Aim >>
Reproduce, word for word, the portion of the forum thread about Avet reels that begins with the words "I'm not an Avet" and ends with the words "(Jul 22, 2010)".

Source passage >>
——————————
Avet is a pretty reel though


----------



## solid7 (Dec 31, 2010)

Garboman said:


> Of all the Drum fishermen I know who are world class casters, zero of them use Avets
> 
> Avet is a pretty reel though


I'm not an Avet fanboy, myself, but the "thekingfeeder" seems pretty cracked on his Avets. I wouldn't have even taken a second look at mine, if not for his insistence. Gotta say that I always loved the retrieve on an Avet, even if I felt "distance limited" by them. I was pretty impressed by what can be accomplished by them, after they have been "finessed" a bit. 

Not sure if Robert registers on your radar as either a world class caster, or a drum fisherman, but being the "naive" type that I am, I have always respected what he has to say...


----------



## Garboman (Jul 22, 2010)

"
Not sure if Robert registers on your radar"

I think he fishes further south, never met the fella, he may bomb it out, I seem to recollect he tournament casts

I have been around a few fellas fishing Avets for Drum, but they were doing more watching than catching if you get my drift...

Keep in mind my core group of friends (Okay most of them are not my friends but I have fished with them over the years) (these people would be termed addicts, if fishing was illegal, or drum hoarders (if you could still keep em) ) values distance over all else...... over retrieve speed, looks, machined bar stock, pretty anodizing color schemes..........snappy advertising ..............pictures in Salt Water Sportsman

If a ten year old scratched up SL30SH or SL20SH outcast it, are lighter, (which equates to higher rod speed) why change?


----------



## solid7 (Dec 31, 2010)

Garboman said:


> If a ten year old scratched up SL30SH or SL20SH outcast it, are lighter, (which equates to higher rod speed) why change?


No reason at all to change. I wouldn't think of asking somebody to change over if they are happy with what they got.

Point of note, however; it isn't uncommon to see Avet SX MC reels going in the $150 price point used. For a reel that is that well built, and that smooth on the retrieve - and will bomb some damn heavy weights - I'd dare say it's a pretty good value.

Not to open a debate on a new front - but I've never noticed a difference in my cast with a light or heavy reel. (I actually prefer a heavier reel) Yeah, the whole assembly is heavier... But if your reel is that close to the fulcrum, (your hand) how does it negatively impact the rod speed during the cast? That's the part of the rod that sees the least amount of movement during the cast. Do you suggest that it slows you down that significantly during rotation? If it was that big of an impact, wouldn't we see more casters using the low position, where the weight of the reel actually has a negating effect by adding leverage on the force side of the rod?
——————————
Records supplied >>

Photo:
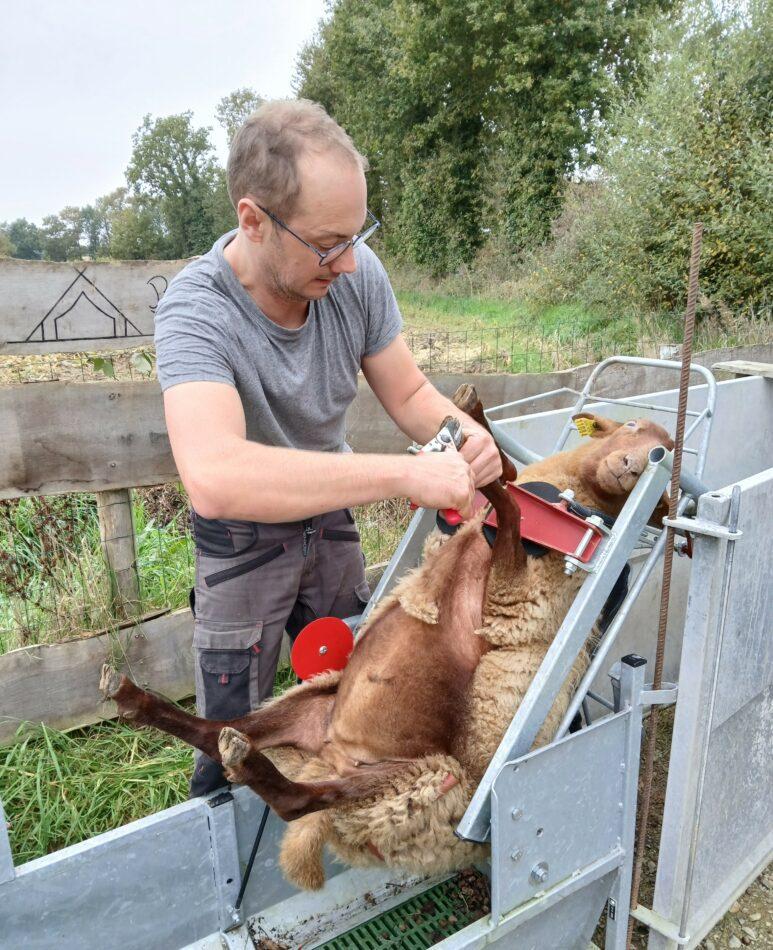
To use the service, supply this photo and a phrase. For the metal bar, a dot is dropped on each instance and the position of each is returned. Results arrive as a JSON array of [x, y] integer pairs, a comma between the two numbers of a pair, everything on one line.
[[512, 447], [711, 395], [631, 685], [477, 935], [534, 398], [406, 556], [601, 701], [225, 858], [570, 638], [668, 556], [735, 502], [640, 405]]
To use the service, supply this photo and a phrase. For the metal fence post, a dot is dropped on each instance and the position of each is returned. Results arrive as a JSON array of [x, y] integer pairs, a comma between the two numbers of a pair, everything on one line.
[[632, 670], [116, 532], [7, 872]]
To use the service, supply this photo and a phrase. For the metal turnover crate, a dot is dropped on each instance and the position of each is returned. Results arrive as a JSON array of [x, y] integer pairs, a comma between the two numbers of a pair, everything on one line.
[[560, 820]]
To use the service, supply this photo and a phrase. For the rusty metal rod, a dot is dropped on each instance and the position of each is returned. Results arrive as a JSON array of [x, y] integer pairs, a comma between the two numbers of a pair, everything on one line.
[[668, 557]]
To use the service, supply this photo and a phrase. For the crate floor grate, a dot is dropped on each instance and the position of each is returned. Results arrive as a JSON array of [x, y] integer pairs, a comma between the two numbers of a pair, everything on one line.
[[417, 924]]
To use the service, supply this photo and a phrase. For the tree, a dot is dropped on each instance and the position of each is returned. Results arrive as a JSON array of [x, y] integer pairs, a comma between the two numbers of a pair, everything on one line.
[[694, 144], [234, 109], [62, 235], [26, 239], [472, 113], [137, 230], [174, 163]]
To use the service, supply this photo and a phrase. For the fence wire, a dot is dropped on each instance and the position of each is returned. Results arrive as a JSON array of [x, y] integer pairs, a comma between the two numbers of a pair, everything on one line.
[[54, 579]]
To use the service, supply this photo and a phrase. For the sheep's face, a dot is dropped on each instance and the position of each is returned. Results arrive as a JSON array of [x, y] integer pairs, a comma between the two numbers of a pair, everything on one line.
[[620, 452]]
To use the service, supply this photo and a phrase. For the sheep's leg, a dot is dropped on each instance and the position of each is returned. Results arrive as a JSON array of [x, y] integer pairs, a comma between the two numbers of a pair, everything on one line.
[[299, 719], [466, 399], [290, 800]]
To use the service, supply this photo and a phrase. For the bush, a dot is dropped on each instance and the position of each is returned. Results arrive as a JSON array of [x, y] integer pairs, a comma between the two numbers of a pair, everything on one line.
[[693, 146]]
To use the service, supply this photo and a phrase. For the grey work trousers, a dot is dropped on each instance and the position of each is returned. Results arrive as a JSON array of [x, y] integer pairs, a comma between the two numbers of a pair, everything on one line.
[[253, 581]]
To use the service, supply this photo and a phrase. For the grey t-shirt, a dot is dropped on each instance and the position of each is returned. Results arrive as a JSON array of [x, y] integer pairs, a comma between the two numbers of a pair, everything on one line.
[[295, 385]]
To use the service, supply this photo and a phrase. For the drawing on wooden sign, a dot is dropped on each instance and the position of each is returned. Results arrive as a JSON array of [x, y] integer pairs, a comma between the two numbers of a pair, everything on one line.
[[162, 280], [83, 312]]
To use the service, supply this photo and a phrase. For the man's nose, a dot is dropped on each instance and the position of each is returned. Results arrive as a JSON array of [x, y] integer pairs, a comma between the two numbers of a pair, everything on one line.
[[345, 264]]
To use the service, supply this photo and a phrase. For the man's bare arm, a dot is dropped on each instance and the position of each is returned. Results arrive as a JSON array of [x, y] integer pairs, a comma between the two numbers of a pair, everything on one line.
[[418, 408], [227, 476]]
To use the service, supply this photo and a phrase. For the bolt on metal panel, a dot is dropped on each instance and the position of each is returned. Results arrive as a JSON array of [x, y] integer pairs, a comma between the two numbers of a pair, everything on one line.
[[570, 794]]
——————————
Reply >>
I'm not an Avet fanboy, myself, but the "thekingfeeder" seems pretty cracked on his Avets. I wouldn't have even taken a second look at mine, if not for his insistence. Gotta say that I always loved the retrieve on an Avet, even if I felt "distance limited" by them. I was pretty impressed by what can be accomplished by them, after they have been "finessed" a bit. 

Not sure if Robert registers on your radar as either a world class caster, or a drum fisherman, but being the "naive" type that I am, I have always respected what he has to say...


----------



## Garboman (Jul 22, 2010)